**REQUIRED TASK**
Write out the school passage below word for word, starting with "Gonzaga is part" and going on through "can attend Mass.".

++++ TEXT PASSAGE

St. Aloysius Gonzaga Secondary School is a Catholic high school located in the Erin Mills community of Mississauga, Ontario, named after Saint Aloysius Gonzaga. The school opened in Mississauga in 2001, after spending a year as a holding school in Georgetown. It is a joint venture between the city of Mississauga and the Dufferin Peel Catholic District School Board. According to the Fraser Institute, it is currently ranked 2nd in the Dufferin Peel Catholic District School Board behind St. Marcellinus Secondary School, 5th in Mississauga and 32nd out of 623 high schools in Ontario.

History 

St. Aloysius Gonzaga Secondary School was established in 2000 in a holding school in Georgetown.  The new school was built at 2800 Erin Centre Boulevard and was opened and blessed in 2001.

It is part of Erin Meadows Multi-use Complex, a partnership between the City of Mississauga, the Mississauga Library System, and the board.  The advanced-concept building includes a substantial library and a community centre complete with a swimming pool.  Students are able to access the community library and can use the community centre facilities as part of their program.

Gonzaga, which has over 1800 students, has a significant number of programs that accommodate academic and special needs students.  Integrated in the programs are Career Paths (vocational) program, ASD (Autism Spectrum Disorder) program, Advanced Placement (AP) program, and Extended French program for selected students across the board.

The school is across the street from Merciful Redeemer Parish where students attend Mass at the church.  Some school retreats are held at the parish, and students are involved in many parish ministries and the parish's Life Teen program.

Description

Gonzaga is part of Erin Meadows Multi-use Complex, a partnership between the City of Mississauga, the Mississauga Library System, and the board.  The advanced-concept building includes a substantial library and a community centre complete with swimming pool.  Students are able to access the community library and can use the community centre facilities as part of their program.

Gonzaga, which has over 1800 students, has a significant number of programs that accommodate academic and special needs students.  Integrated in the programs are ASD (Autism Spectrum Disorder) program, Advanced Placement (AP) program, and Extended French program for selected students across the board.

The school is across the street from Merciful Redeemer Parish, where students can attend Mass.
The geographic proximity of the school to our Parish, Merciful Redeemer, has helped to create close ties between the school and parish communities. Some school retreats are held at the parish, and students are involved in many parish ministries and the parish's Life Teen program

St. Aloysius Gonzaga Secondary School currently has a TV studio and editing room, auto centre, construction department, greenhouse, music room, dance studio, drama stage and theatre, and a weight lifting room. The atrium, community meeting rooms, library, and swimming pool are shared with the City of Mississauga.

++++++++
++++ MATERIAL PROVIDED

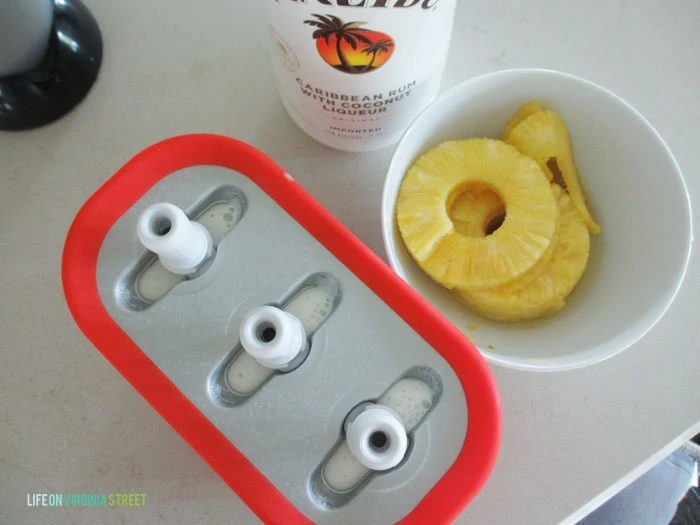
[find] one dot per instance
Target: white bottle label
(354, 73)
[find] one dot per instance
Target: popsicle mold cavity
(273, 337)
(182, 245)
(172, 241)
(253, 362)
(378, 436)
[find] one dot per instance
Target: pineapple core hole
(476, 210)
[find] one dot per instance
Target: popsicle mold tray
(312, 379)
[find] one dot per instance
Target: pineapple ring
(454, 260)
(544, 137)
(545, 294)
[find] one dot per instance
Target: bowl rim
(580, 359)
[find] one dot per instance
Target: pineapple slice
(437, 180)
(532, 107)
(545, 294)
(544, 137)
(479, 212)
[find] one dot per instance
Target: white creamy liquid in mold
(411, 398)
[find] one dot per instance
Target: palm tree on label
(375, 48)
(333, 36)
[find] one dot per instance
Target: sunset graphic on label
(348, 47)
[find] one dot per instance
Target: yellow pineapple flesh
(456, 260)
(532, 107)
(544, 137)
(547, 292)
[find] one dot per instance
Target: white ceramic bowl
(635, 190)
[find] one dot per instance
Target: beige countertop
(70, 423)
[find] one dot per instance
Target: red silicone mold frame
(455, 489)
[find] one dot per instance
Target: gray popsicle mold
(287, 427)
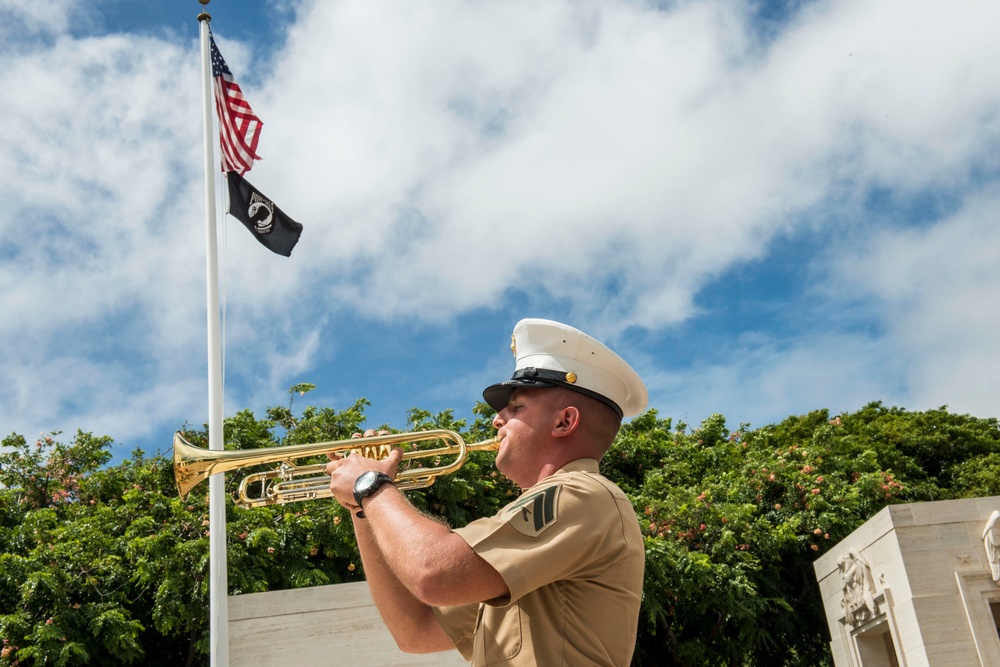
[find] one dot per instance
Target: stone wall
(324, 625)
(915, 587)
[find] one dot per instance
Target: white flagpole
(218, 579)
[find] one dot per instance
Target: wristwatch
(366, 485)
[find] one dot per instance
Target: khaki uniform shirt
(572, 554)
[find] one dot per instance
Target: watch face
(365, 481)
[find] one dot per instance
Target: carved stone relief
(991, 540)
(859, 588)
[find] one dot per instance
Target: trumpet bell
(292, 483)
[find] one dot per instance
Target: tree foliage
(107, 565)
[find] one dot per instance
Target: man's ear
(567, 420)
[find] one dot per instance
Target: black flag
(275, 230)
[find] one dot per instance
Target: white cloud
(610, 158)
(934, 290)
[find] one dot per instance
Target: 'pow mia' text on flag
(269, 225)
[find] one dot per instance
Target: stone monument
(917, 585)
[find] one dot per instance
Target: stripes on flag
(239, 126)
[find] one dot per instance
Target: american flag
(239, 127)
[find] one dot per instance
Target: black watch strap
(367, 485)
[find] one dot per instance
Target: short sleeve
(554, 531)
(459, 623)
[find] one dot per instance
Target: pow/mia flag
(269, 225)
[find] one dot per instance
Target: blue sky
(766, 208)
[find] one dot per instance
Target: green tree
(106, 565)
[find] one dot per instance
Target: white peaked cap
(550, 354)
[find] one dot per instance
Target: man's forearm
(432, 562)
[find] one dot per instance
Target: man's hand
(344, 471)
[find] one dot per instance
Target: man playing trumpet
(555, 578)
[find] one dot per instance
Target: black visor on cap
(498, 395)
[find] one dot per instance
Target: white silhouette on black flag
(269, 225)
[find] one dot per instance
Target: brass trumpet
(291, 483)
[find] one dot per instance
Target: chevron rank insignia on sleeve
(531, 514)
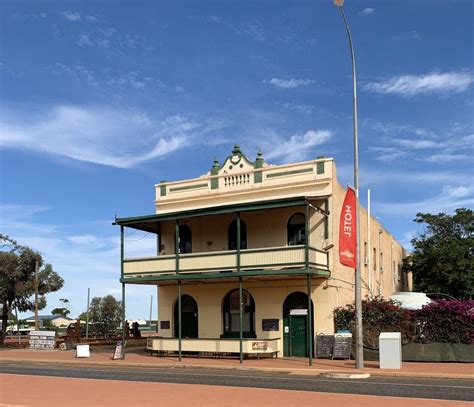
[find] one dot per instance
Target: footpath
(140, 358)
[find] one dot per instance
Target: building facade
(247, 257)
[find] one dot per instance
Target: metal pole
(179, 320)
(17, 324)
(151, 309)
(241, 356)
(369, 243)
(310, 323)
(36, 295)
(122, 255)
(123, 321)
(358, 295)
(87, 313)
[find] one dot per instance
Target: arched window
(185, 239)
(296, 230)
(232, 235)
(189, 317)
(231, 315)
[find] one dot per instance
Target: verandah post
(310, 324)
(241, 356)
(179, 320)
(309, 327)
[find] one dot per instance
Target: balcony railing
(270, 258)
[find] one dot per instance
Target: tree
(18, 281)
(105, 314)
(64, 309)
(443, 255)
(60, 311)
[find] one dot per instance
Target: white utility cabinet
(390, 347)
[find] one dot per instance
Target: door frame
(298, 303)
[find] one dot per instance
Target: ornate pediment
(237, 163)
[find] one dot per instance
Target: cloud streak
(288, 83)
(367, 12)
(297, 147)
(117, 138)
(431, 83)
(450, 198)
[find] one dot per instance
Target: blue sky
(100, 100)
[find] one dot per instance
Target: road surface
(441, 389)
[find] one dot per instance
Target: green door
(189, 325)
(189, 318)
(298, 335)
(294, 335)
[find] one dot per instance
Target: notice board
(342, 346)
(118, 354)
(324, 345)
(42, 339)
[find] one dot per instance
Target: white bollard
(390, 348)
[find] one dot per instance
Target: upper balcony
(269, 261)
(239, 180)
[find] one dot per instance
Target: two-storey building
(247, 257)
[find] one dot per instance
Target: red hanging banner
(347, 231)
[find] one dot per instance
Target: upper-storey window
(232, 235)
(296, 230)
(185, 239)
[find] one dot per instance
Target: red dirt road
(38, 391)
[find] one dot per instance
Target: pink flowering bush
(446, 321)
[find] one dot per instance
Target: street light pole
(358, 294)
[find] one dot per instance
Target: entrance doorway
(189, 318)
(295, 324)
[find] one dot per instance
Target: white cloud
(432, 83)
(100, 135)
(450, 198)
(368, 11)
(70, 15)
(414, 144)
(307, 109)
(90, 259)
(298, 147)
(440, 158)
(107, 78)
(289, 83)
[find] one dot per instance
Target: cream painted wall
(388, 253)
(269, 297)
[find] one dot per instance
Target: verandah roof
(149, 223)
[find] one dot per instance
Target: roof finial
(236, 150)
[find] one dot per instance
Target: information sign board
(42, 339)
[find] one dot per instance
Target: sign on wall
(270, 325)
(342, 346)
(260, 345)
(347, 231)
(42, 339)
(298, 312)
(324, 345)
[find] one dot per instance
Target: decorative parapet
(239, 175)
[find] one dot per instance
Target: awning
(150, 223)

++++++++

**TASK RESULT**
Gonzaga is part of Erin Meadows Multi-use Complex, a partnership between the City of Mississauga, the Mississauga Library System, and the board.  The advanced-concept building includes a substantial library and a community centre complete with swimming pool.  Students are able to access the community library and can use the community centre facilities as part of their program.

Gonzaga, which has over 1800 students, has a significant number of programs that accommodate academic and special needs students.  Integrated in the programs are ASD (Autism Spectrum Disorder) program, Advanced Placement (AP) program, and Extended French program for selected students across the board.

The school is across the street from Merciful Redeemer Parish, where students can attend Mass.